[Collection entries]

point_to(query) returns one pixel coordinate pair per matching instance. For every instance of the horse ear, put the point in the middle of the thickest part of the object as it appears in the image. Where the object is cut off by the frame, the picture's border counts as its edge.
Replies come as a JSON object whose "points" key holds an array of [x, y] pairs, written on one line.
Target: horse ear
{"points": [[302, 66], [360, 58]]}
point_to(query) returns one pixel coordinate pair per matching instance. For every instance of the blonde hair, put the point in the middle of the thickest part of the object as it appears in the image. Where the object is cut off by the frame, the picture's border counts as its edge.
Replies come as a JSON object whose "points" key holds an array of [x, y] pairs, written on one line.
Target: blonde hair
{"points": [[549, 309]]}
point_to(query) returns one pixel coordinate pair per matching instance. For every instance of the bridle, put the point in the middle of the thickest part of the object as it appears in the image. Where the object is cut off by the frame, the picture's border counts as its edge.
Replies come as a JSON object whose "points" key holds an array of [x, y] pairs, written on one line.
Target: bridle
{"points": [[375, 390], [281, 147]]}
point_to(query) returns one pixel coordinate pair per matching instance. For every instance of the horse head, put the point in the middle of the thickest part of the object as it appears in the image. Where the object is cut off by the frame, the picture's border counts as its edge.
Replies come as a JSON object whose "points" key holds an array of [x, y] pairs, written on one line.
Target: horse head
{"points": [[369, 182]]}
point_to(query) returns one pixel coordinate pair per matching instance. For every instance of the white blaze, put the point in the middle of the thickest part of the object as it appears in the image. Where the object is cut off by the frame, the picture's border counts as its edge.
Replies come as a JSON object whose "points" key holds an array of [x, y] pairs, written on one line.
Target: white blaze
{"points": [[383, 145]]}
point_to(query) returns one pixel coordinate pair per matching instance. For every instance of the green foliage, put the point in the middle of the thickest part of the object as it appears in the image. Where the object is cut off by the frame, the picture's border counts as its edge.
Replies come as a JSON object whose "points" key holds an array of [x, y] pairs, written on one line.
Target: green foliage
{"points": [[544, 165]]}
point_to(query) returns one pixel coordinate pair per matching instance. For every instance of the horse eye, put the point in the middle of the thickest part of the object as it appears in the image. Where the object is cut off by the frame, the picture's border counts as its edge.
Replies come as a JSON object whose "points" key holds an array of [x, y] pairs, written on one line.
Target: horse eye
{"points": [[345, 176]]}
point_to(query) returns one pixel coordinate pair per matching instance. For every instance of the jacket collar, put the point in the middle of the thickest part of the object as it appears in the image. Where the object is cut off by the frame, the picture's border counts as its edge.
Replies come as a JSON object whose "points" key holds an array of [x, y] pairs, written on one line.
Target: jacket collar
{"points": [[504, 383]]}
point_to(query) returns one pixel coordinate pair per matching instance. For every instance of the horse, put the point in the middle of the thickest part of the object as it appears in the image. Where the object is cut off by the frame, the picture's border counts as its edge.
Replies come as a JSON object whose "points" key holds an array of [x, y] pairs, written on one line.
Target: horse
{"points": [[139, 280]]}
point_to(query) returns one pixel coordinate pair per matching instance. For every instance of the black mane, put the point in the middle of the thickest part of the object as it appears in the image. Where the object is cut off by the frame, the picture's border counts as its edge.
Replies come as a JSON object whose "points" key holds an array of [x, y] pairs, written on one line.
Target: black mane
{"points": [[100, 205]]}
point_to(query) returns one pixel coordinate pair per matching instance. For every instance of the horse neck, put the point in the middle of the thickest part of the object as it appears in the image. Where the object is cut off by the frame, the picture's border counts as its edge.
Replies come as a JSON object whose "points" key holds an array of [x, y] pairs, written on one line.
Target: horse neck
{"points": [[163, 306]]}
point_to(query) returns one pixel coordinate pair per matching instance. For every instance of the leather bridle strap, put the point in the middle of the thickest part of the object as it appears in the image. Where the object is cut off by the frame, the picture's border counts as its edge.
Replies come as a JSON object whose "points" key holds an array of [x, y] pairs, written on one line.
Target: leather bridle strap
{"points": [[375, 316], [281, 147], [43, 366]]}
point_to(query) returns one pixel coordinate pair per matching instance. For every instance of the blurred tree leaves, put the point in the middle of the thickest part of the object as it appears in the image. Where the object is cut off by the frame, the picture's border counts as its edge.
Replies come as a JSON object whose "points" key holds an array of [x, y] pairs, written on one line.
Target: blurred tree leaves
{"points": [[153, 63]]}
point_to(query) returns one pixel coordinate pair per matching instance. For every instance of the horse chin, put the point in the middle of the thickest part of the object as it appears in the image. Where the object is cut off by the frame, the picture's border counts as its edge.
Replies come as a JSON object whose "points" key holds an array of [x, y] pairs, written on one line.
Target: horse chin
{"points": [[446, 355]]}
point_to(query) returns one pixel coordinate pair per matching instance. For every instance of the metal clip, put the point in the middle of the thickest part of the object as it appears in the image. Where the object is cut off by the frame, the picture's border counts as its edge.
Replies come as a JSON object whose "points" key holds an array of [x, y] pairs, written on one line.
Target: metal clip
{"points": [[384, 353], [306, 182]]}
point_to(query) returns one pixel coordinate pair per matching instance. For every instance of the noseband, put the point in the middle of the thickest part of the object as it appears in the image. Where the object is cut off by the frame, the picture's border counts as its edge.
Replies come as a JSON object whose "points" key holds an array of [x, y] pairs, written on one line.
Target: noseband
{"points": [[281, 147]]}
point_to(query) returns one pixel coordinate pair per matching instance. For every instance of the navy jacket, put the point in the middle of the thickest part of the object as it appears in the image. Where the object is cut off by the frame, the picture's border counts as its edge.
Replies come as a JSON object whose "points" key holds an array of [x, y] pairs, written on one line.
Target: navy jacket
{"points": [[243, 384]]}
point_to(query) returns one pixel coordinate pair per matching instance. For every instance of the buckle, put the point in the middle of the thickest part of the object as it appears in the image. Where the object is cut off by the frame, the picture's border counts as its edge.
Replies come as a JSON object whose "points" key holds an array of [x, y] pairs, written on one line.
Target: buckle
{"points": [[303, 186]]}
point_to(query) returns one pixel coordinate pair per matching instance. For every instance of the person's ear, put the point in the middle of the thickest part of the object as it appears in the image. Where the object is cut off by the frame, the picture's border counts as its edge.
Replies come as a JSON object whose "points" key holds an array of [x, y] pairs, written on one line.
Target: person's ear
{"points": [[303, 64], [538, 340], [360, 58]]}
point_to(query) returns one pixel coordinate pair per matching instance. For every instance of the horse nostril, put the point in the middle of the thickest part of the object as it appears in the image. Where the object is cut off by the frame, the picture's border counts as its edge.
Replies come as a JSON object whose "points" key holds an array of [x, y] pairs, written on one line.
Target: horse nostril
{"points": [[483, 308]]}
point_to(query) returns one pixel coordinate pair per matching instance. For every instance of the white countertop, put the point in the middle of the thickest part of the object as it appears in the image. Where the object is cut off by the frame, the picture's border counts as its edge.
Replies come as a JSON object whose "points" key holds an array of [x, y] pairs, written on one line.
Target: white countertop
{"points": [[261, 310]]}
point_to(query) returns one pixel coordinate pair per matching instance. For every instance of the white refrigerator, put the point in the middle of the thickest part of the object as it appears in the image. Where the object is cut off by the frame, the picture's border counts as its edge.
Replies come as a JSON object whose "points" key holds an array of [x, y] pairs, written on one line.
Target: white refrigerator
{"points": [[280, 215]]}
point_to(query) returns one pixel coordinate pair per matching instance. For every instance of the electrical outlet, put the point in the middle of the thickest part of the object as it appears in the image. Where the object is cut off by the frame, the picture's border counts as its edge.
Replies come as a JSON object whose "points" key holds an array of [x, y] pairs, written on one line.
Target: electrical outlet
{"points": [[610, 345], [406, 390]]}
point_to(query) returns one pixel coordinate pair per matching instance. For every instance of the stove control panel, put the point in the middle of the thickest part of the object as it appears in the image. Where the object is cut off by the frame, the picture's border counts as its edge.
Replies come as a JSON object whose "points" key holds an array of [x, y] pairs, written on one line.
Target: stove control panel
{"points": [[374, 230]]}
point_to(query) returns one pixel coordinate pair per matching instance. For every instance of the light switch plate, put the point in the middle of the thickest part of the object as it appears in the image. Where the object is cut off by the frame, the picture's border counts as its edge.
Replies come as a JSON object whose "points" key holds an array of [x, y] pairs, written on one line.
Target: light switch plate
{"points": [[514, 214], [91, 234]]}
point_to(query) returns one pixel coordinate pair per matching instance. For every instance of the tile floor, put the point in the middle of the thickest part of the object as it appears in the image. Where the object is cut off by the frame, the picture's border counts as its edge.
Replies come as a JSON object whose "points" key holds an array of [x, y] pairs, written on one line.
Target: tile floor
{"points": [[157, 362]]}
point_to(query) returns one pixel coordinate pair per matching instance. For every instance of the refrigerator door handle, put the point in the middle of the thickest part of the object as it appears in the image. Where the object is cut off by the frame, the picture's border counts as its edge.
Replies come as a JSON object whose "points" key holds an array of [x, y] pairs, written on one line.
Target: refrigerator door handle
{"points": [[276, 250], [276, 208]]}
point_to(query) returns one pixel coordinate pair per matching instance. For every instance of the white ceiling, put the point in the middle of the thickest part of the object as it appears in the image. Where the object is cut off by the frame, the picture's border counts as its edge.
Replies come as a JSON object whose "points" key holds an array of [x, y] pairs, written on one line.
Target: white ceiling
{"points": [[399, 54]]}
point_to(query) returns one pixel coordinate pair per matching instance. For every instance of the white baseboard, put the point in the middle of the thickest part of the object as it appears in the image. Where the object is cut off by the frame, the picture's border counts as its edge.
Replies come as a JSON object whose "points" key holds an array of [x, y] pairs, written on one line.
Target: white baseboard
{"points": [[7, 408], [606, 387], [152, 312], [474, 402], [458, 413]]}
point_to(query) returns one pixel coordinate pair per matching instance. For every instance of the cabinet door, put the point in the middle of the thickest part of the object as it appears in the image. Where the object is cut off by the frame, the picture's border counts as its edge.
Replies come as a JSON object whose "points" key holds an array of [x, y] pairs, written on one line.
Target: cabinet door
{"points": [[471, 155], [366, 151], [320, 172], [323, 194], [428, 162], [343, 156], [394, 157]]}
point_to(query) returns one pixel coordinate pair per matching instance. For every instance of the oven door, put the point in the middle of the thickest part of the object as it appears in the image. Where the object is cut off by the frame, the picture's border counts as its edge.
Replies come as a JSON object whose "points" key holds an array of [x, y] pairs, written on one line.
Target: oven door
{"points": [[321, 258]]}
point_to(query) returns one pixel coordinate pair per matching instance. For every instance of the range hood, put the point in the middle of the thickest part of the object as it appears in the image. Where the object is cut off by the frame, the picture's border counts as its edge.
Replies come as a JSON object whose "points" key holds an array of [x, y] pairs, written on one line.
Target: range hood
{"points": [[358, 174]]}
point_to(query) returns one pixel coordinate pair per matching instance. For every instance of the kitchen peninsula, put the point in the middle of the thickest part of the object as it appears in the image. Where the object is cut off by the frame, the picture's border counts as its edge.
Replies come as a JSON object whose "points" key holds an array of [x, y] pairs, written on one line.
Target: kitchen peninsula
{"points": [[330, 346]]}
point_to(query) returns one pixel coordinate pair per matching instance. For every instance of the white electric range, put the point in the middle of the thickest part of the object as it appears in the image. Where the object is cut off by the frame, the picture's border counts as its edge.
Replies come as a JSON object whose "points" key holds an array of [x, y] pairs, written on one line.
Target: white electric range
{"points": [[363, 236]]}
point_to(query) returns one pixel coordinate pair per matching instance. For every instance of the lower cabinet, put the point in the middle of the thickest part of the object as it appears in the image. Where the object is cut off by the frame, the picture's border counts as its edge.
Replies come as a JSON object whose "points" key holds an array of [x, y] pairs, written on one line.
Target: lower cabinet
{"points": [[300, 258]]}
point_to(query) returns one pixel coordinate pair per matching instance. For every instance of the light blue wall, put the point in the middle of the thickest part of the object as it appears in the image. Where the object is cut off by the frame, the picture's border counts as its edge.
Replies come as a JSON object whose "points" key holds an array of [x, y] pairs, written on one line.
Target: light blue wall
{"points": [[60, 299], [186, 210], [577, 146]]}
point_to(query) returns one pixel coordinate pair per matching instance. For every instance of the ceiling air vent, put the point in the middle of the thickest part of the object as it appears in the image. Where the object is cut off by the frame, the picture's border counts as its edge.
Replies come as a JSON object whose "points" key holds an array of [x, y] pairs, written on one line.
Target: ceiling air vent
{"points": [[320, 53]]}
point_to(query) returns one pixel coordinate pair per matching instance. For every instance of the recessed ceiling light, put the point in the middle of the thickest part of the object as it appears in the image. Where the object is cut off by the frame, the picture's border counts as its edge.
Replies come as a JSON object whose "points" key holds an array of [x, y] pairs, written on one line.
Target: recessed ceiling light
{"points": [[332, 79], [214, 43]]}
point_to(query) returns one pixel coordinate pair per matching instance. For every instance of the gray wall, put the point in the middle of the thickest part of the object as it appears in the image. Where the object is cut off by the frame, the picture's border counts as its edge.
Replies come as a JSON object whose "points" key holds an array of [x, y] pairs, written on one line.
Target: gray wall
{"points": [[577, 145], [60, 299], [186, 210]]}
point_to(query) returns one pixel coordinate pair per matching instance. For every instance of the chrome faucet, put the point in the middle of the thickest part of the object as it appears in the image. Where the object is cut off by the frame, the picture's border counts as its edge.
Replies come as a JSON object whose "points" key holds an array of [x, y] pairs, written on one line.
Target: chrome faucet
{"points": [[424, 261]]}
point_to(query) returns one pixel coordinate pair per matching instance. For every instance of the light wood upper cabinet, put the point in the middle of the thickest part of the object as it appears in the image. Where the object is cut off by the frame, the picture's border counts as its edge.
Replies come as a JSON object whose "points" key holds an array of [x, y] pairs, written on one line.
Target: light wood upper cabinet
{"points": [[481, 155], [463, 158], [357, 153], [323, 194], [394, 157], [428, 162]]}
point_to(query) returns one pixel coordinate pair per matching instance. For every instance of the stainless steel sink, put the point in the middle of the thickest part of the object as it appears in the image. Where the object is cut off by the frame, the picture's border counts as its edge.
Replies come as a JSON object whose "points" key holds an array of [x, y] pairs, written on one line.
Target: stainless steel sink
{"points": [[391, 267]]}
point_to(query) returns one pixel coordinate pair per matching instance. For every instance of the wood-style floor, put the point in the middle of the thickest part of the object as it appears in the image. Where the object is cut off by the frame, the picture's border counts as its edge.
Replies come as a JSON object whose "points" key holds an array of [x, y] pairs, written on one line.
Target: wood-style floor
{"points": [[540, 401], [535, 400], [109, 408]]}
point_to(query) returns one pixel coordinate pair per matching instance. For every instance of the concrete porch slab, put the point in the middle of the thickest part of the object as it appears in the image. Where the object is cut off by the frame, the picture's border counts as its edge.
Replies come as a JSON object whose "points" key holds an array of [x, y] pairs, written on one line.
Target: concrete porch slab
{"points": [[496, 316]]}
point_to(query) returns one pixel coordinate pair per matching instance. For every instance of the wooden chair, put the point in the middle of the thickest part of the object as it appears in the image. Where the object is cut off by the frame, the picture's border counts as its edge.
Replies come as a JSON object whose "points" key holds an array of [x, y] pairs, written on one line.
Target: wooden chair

What you will do: Search the data for "chair". Copy every matching line.

Result:
point_to(query) returns one pixel coordinate pair per matching instance. For every instance of the wooden chair, put the point in the middle of the thickest part of the object as it appears in the image. Where the object is cut off by the frame, the picture's border counts as its edge.
Target: wooden chair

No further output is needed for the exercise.